- **EXTRAIT DU DOCUMENT**
************

Une clinique transculturelle pour les migrant-e-s
Après un viol ou des tortures, l’évocation du traumatisme est indispensable. Mais comment en parler ? Réponses dans « Clinique de l’exil » qui aborde la spécificité des soins aux personnes migrantes. Recension.
Par Jean Martin, médecin de santé publique et bio-éthicien
En préambule, précisons qu’il ne va pas de soi de faire face quotidiennement à des personnes « échouées » dans nos pays par la force des courants qui les ont ballottées. Ces personnes ont vécu des trajectoires souvent dramatiques, ont passé par des violences majeures, torture, viol, deuils liés à la guerre, déstructurations familiales et sociales. Dans un premier réflexe, on est pris par l’envie de ne pas en entendre plus. Mais il faut en savoir plus ! Car on peut survivre à ces atrocités, les personnes qui consultent le démontrent, mais comment survit-on ? [1]
La plupart des auteurs de « Clinique de l’exil » sont des collaborateurs/trices des associations Appartenances et œuvrent en Suisse dans le domaine de la santé mentale des migrants [2]. Le livre est paru à l’occasion du douzième anniversaire d’Appartenances-Genève pour faire mieux connaître l’expérience acquise [3].

************

- **DONNÉES DISPONIBLES**

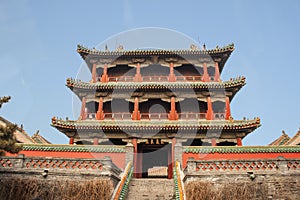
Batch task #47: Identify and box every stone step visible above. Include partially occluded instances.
[127,178,175,200]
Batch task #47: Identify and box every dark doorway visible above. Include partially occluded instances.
[138,143,172,178]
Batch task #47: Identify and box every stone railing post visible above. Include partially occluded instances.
[174,142,182,165]
[186,158,197,174]
[125,142,134,163]
[277,156,288,173]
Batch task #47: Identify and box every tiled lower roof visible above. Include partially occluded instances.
[66,77,246,91]
[183,146,300,154]
[52,117,260,131]
[22,144,125,153]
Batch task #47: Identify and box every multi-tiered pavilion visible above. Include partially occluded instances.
[52,44,260,177]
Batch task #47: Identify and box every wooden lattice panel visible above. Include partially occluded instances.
[25,159,103,171]
[148,166,168,177]
[0,159,13,167]
[287,161,300,170]
[196,161,278,171]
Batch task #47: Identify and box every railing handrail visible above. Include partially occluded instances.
[97,75,209,82]
[87,112,225,121]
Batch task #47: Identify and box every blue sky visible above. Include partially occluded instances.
[0,0,300,145]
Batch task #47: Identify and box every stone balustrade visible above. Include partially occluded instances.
[185,157,300,175]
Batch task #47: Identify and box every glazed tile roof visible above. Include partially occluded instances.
[22,144,125,153]
[66,76,246,91]
[0,117,35,144]
[183,146,300,154]
[31,132,51,144]
[77,43,234,58]
[52,117,260,132]
[18,144,300,154]
[269,131,291,146]
[285,129,300,146]
[269,129,300,146]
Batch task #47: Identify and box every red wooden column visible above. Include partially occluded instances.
[80,97,87,120]
[132,97,141,120]
[101,63,108,83]
[168,138,176,179]
[211,138,217,147]
[137,144,143,178]
[92,63,97,83]
[236,138,243,146]
[169,97,178,120]
[69,137,74,144]
[96,97,104,120]
[169,62,176,82]
[202,63,209,82]
[134,63,142,82]
[215,62,220,81]
[93,138,99,145]
[206,97,214,120]
[132,138,138,178]
[225,97,231,120]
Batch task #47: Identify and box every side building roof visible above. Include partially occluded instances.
[269,129,300,146]
[0,116,51,144]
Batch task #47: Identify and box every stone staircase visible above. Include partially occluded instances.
[127,178,175,200]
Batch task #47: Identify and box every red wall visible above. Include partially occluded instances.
[182,153,300,169]
[6,151,125,169]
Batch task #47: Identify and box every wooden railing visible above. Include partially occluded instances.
[87,112,225,120]
[87,112,225,120]
[97,76,209,82]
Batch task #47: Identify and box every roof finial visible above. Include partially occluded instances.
[117,45,124,51]
[190,44,198,51]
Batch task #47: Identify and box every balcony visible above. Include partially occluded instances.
[87,112,225,121]
[97,76,214,82]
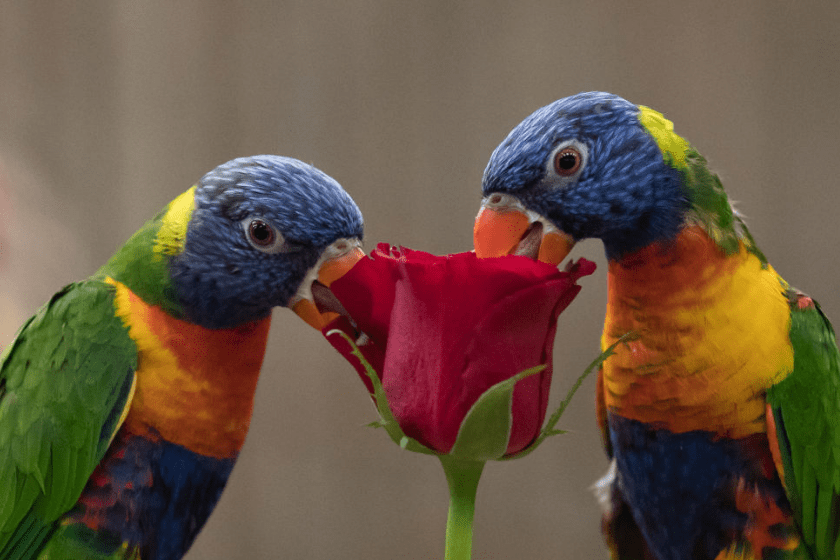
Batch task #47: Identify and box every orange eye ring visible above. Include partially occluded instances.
[554,146,583,177]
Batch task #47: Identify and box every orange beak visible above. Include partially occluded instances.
[292,247,365,331]
[473,201,575,266]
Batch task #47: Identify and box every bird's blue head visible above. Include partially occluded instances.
[104,155,363,328]
[476,92,702,264]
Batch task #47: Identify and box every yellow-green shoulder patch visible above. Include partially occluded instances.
[639,105,689,168]
[154,186,195,256]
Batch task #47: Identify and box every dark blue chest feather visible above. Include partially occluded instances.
[65,430,235,560]
[609,414,789,560]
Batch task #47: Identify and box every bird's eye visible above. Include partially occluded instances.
[554,146,583,177]
[241,216,285,253]
[248,220,276,247]
[545,139,589,188]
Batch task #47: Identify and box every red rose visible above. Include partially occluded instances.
[323,244,595,455]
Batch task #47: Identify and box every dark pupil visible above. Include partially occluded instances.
[557,154,577,170]
[251,220,274,245]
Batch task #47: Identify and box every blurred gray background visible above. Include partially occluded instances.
[0,0,840,560]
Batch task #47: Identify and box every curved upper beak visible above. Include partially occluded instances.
[290,239,365,331]
[473,193,575,266]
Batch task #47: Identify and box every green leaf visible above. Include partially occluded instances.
[326,329,440,455]
[449,364,546,461]
[499,332,639,461]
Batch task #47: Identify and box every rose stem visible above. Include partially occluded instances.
[439,455,484,560]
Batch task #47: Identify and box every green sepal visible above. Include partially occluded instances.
[326,329,440,455]
[449,364,546,461]
[499,332,639,461]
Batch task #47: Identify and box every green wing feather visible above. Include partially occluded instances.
[767,294,840,560]
[0,280,137,559]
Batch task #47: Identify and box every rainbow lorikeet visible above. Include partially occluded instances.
[475,92,840,560]
[0,156,362,560]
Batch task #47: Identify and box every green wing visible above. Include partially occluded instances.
[767,294,840,560]
[0,280,137,559]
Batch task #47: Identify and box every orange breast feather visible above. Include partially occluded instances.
[602,227,793,438]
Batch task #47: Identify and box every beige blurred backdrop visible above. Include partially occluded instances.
[0,0,840,560]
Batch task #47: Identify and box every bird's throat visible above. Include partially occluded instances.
[105,283,271,459]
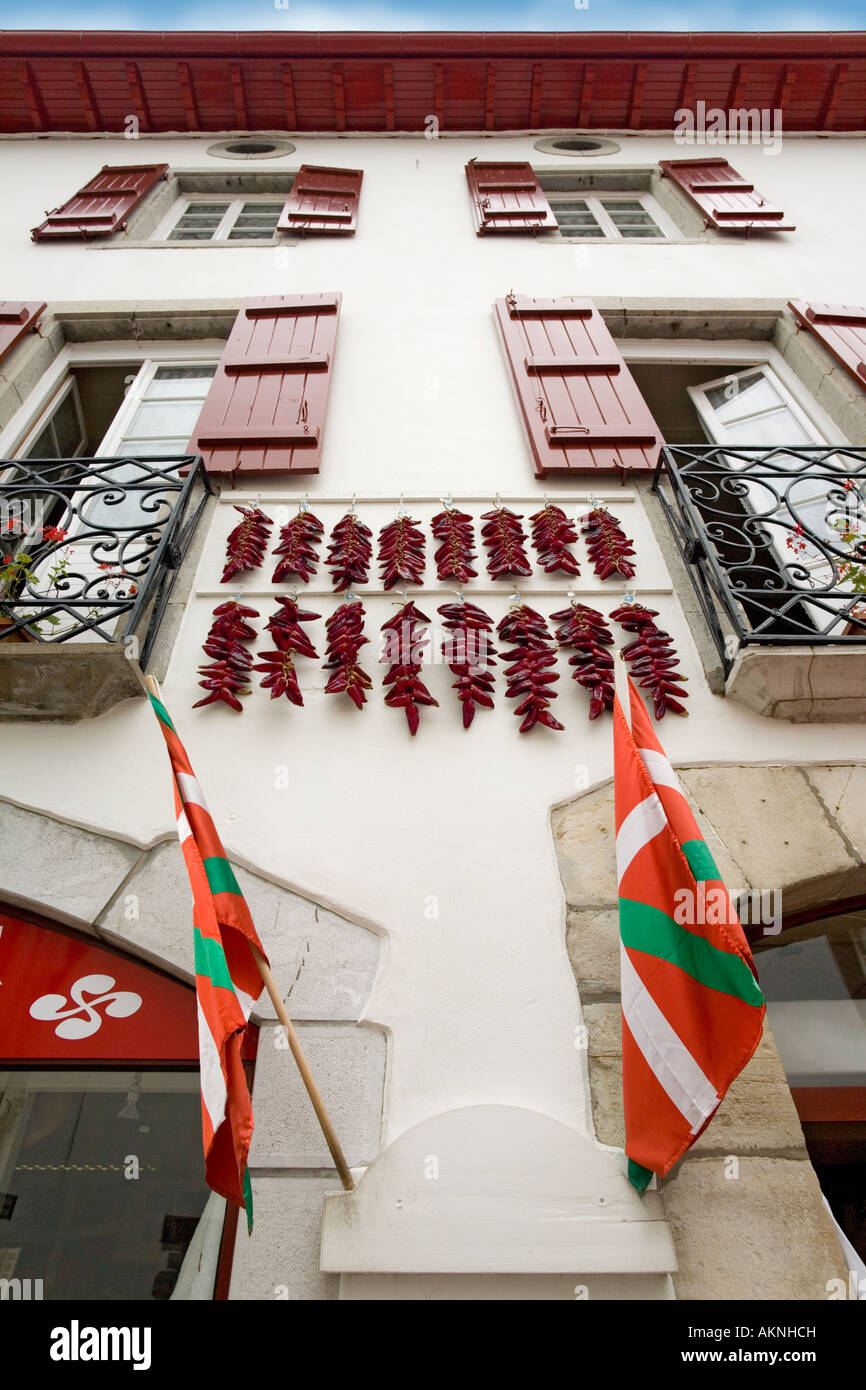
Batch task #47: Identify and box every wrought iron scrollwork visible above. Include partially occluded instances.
[653,445,866,671]
[0,455,213,664]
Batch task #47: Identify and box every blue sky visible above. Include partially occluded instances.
[0,0,866,32]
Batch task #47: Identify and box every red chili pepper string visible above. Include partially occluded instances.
[193,599,259,713]
[610,603,688,719]
[496,603,564,734]
[325,512,373,594]
[253,595,321,705]
[481,507,532,580]
[379,602,439,735]
[272,507,325,584]
[439,603,496,728]
[324,602,373,709]
[550,603,613,719]
[379,517,425,589]
[430,507,478,583]
[221,506,274,584]
[581,507,634,580]
[530,502,580,574]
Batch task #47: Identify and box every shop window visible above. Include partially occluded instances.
[0,909,244,1301]
[755,908,866,1259]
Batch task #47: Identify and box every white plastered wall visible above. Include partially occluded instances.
[0,127,866,1289]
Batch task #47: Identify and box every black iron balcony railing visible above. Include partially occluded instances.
[0,456,213,666]
[653,445,866,674]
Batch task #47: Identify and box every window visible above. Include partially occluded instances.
[688,366,847,584]
[19,377,88,459]
[755,908,866,1258]
[153,195,285,242]
[548,192,678,240]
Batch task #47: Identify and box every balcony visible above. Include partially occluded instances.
[0,456,211,720]
[653,445,866,723]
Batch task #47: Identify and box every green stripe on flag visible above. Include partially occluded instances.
[620,898,763,1008]
[243,1168,253,1236]
[683,840,721,883]
[202,855,243,898]
[147,695,177,734]
[195,927,235,994]
[628,1158,652,1197]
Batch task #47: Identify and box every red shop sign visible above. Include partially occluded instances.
[0,910,199,1065]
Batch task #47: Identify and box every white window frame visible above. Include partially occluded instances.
[545,189,683,246]
[0,339,225,459]
[617,338,853,445]
[685,363,831,446]
[150,193,285,246]
[17,374,88,459]
[95,356,215,459]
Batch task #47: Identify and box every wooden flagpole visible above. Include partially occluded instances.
[145,676,354,1193]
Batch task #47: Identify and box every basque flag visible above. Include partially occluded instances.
[613,667,765,1193]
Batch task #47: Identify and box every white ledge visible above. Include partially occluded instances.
[321,1105,677,1275]
[724,644,866,724]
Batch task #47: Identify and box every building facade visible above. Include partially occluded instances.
[0,35,866,1300]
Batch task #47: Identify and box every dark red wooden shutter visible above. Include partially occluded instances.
[189,295,341,475]
[659,158,795,232]
[466,163,557,236]
[495,295,663,478]
[788,299,866,386]
[31,164,168,242]
[277,164,364,236]
[0,299,44,360]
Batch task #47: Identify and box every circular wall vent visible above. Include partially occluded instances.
[207,139,295,160]
[535,135,619,158]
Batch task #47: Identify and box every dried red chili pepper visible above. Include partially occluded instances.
[430,507,478,583]
[221,506,274,584]
[581,507,634,580]
[325,512,373,594]
[193,599,259,712]
[253,594,321,705]
[550,603,613,719]
[496,603,564,734]
[481,506,532,580]
[379,516,425,589]
[324,602,373,709]
[272,506,325,584]
[530,502,580,574]
[379,602,439,735]
[439,603,496,728]
[610,603,688,719]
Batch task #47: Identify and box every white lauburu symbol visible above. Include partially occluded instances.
[31,974,142,1041]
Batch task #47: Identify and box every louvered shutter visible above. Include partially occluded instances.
[659,158,795,232]
[31,164,168,242]
[788,299,866,386]
[189,295,341,477]
[495,296,663,478]
[277,164,364,236]
[0,299,44,360]
[466,163,557,236]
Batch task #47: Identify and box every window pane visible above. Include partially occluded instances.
[240,203,284,220]
[22,424,58,459]
[726,406,813,445]
[147,366,217,400]
[53,391,82,459]
[619,227,664,238]
[706,371,781,421]
[125,400,202,439]
[0,1072,209,1301]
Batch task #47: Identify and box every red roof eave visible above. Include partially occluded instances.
[0,31,866,133]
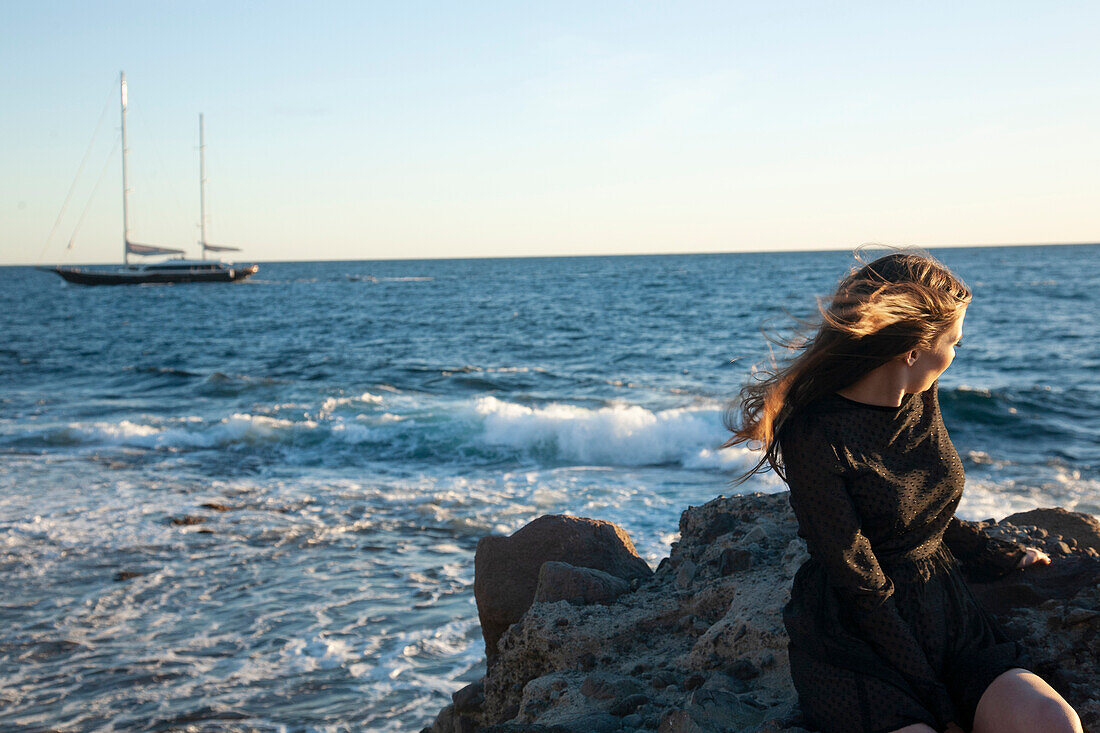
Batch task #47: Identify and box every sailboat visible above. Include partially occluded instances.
[51,72,260,285]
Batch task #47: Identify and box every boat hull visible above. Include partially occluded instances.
[51,265,260,285]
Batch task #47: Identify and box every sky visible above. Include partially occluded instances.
[0,0,1100,264]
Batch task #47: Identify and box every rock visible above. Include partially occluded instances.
[436,493,1100,733]
[718,547,752,576]
[607,692,649,718]
[420,705,454,733]
[535,560,630,605]
[168,514,206,527]
[1001,507,1100,551]
[474,514,652,664]
[114,570,145,582]
[677,560,695,588]
[728,659,760,680]
[451,680,485,712]
[741,524,768,545]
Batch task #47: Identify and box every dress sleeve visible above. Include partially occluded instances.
[781,416,954,722]
[944,516,1026,581]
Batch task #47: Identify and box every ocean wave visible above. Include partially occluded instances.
[15,392,748,471]
[476,397,745,468]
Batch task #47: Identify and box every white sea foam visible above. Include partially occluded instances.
[54,413,317,448]
[475,397,744,469]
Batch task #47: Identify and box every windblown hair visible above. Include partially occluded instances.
[723,250,971,484]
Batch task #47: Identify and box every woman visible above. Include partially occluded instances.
[727,252,1081,733]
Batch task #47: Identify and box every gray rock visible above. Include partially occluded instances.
[718,545,759,576]
[741,524,768,545]
[607,692,649,713]
[474,514,652,665]
[1001,507,1100,550]
[535,560,630,605]
[677,560,695,588]
[581,672,645,704]
[451,679,485,712]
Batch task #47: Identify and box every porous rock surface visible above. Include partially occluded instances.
[474,514,652,664]
[425,492,1100,733]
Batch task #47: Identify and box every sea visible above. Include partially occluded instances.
[0,244,1100,731]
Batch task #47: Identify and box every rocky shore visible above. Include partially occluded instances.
[425,492,1100,733]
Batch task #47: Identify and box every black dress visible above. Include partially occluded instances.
[779,384,1027,733]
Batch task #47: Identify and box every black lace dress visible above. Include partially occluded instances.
[780,384,1027,733]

************

Résumez en deux phrases l'extrait sur la clinique transculturelle pour les migrant-e-s.

Les personnes migrantes ont souvent vécu des violences majeures comme la torture, le viol ou les deuils liés à la guerre, et même si l'on est d'abord tenté de ne pas en entendre plus, il faut savoir comment on survit à ces atrocités. Le livre « Clinique de l'exil », écrit surtout par des collaborateurs des associations Appartenances qui œuvrent en Suisse dans la santé mentale des migrants, est paru pour le douzième anniversaire d'Appartenances-Genève afin de mieux faire connaître l'expérience acquise.